Start of LISTED ENTRIES
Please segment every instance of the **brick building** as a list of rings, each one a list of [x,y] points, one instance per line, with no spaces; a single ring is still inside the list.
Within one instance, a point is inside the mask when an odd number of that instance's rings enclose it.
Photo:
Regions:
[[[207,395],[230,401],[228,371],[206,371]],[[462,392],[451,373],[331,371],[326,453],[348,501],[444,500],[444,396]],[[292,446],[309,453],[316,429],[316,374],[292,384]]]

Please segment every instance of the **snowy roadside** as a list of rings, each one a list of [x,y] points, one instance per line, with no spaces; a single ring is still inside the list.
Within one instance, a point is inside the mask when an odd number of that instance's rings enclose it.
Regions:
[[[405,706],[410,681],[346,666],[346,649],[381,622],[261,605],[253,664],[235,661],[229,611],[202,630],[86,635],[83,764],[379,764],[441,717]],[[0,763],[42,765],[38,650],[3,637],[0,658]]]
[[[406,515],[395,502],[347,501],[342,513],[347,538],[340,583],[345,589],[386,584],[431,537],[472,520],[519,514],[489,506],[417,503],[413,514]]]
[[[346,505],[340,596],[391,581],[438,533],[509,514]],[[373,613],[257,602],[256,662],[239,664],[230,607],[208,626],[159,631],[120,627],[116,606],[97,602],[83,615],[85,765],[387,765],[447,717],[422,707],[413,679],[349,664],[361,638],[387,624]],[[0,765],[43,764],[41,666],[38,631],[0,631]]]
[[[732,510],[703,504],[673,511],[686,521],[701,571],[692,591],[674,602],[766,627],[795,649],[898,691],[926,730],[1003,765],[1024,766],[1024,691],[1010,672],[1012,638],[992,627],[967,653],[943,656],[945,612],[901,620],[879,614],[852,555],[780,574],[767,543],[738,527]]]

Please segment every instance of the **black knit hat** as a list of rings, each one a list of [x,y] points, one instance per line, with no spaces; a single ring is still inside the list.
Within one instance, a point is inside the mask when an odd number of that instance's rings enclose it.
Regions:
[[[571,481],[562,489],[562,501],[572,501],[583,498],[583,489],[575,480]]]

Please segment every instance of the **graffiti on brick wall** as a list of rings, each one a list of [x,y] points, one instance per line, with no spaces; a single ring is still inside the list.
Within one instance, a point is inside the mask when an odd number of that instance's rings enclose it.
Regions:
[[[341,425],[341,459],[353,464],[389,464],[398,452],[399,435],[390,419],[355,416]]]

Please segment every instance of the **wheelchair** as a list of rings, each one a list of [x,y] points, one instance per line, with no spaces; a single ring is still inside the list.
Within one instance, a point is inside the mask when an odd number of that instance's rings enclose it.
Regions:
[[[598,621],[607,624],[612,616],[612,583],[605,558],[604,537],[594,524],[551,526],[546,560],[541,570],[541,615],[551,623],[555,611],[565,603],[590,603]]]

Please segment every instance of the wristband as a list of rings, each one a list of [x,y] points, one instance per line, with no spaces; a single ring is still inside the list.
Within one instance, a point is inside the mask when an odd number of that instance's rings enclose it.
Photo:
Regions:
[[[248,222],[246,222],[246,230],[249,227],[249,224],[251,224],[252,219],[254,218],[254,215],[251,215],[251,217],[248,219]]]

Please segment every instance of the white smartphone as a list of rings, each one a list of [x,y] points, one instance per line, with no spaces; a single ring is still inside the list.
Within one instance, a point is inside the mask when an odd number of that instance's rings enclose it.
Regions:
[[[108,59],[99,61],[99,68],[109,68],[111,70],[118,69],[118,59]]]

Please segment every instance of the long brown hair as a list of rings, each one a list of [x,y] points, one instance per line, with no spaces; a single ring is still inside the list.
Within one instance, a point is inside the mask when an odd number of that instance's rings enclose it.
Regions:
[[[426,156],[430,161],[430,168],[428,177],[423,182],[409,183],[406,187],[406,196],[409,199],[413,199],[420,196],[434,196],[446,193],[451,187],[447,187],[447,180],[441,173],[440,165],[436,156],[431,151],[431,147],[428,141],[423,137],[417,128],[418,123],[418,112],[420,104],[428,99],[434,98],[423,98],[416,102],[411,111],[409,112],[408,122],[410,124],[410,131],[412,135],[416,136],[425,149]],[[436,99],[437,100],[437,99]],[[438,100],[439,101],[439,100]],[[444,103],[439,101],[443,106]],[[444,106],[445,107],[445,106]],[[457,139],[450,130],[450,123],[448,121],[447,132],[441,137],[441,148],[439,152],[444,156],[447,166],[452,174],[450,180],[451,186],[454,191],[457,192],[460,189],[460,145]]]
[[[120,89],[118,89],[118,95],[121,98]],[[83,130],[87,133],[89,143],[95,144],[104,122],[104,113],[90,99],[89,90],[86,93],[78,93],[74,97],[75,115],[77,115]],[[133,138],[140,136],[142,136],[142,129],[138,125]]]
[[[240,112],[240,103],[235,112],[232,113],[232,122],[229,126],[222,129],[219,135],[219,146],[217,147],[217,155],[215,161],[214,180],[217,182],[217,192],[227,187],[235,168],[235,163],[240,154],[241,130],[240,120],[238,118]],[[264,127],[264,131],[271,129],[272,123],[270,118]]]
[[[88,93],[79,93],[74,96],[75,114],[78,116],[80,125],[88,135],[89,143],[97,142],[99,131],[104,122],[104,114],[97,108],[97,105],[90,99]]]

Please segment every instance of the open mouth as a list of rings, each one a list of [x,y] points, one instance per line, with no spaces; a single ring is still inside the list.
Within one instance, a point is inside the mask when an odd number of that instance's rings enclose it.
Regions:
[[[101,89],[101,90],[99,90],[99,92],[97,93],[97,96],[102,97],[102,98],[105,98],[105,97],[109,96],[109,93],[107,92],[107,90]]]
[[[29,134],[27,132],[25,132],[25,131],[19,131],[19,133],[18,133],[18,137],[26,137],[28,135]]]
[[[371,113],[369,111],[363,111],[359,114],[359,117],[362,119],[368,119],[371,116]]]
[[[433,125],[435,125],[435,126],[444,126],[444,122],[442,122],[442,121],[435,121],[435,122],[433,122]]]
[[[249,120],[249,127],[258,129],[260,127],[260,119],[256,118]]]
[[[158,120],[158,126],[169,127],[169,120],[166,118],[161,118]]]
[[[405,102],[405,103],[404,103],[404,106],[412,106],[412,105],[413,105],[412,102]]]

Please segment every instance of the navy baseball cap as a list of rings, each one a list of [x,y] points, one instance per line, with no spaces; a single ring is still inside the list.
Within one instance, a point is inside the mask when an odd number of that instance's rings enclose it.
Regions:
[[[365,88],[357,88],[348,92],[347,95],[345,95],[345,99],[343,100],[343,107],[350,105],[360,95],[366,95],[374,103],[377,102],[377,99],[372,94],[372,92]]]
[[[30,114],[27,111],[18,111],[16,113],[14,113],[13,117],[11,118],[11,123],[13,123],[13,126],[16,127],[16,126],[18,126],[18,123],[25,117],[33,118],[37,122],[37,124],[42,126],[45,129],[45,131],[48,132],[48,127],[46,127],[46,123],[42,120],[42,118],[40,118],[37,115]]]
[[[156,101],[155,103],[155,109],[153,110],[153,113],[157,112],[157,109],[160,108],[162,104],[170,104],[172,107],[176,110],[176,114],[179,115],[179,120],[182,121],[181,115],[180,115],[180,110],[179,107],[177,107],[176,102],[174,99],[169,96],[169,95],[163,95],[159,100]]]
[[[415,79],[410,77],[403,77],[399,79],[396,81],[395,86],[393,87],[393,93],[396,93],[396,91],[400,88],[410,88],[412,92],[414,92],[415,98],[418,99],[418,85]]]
End of LISTED ENTRIES
## EXERCISE OBJECTIVE:
Pull out the lines above in which the word "brick" appears.

## YOUR RESPONSE:
Please segment every instance of the **brick building** as a list of rings, each one a list of [x,y] points, one instance per line, with no spaces; a single ring is still inside the list.
Please segment every instance of the **graffiti on brick wall** as a list of rings, each one a list of [x,y] points, one instance per line, with no spaces; a single ring is still inside the list.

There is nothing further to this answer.